**TO DO:** Go line by line through the records below. Copy whichever lines contain the string "query".

**DATA SHOWN:**

=== Section Start ===

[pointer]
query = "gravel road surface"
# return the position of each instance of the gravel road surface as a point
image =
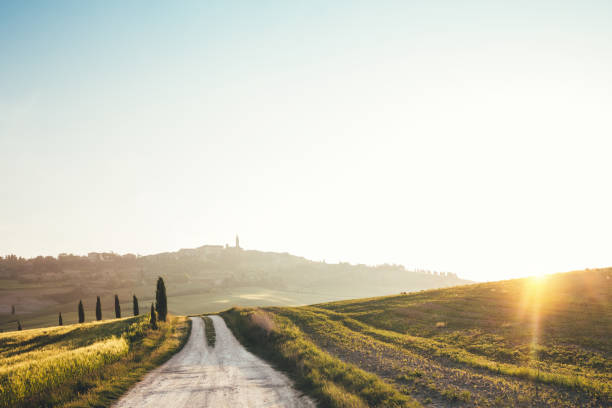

=== Section End ===
=== Section Start ===

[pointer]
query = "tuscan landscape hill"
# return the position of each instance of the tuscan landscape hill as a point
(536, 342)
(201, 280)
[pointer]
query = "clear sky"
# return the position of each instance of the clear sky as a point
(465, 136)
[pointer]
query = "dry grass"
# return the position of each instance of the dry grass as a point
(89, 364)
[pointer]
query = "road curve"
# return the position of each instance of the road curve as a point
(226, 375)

=== Section End ===
=== Section Start ===

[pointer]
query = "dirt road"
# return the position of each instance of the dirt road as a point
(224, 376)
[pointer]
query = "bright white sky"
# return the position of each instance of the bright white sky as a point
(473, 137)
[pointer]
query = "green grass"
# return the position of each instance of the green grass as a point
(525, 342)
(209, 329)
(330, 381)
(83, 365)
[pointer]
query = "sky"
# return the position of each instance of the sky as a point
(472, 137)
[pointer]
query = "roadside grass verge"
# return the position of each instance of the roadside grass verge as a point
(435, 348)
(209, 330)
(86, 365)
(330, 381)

=== Section End ===

**EXERCISE ANSWER:**
query = "gravel road surface"
query = "tuscan landscape hill"
query = "clear sky"
query = "dry grass"
query = "road curve"
query = "dirt road"
query = "bright white sky"
query = "green grass"
query = "sky"
query = "roadside grass verge"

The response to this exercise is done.